→ Directions for this task:
Copy the data that follows exactly. Include no pictures.

----

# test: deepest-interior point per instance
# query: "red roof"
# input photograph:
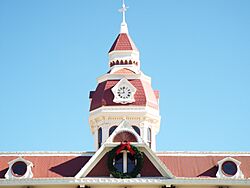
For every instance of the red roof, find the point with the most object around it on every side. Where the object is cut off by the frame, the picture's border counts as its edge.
(123, 42)
(180, 166)
(201, 166)
(49, 166)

----

→ Result of this task:
# test: deepest-interior point per instance
# query: "red roof"
# input photograph:
For every instance of the red roof, find the point with the most object around it on every side. Where the object is cut off by the frame, the picture's border counts as its edge.
(123, 42)
(180, 166)
(201, 166)
(49, 166)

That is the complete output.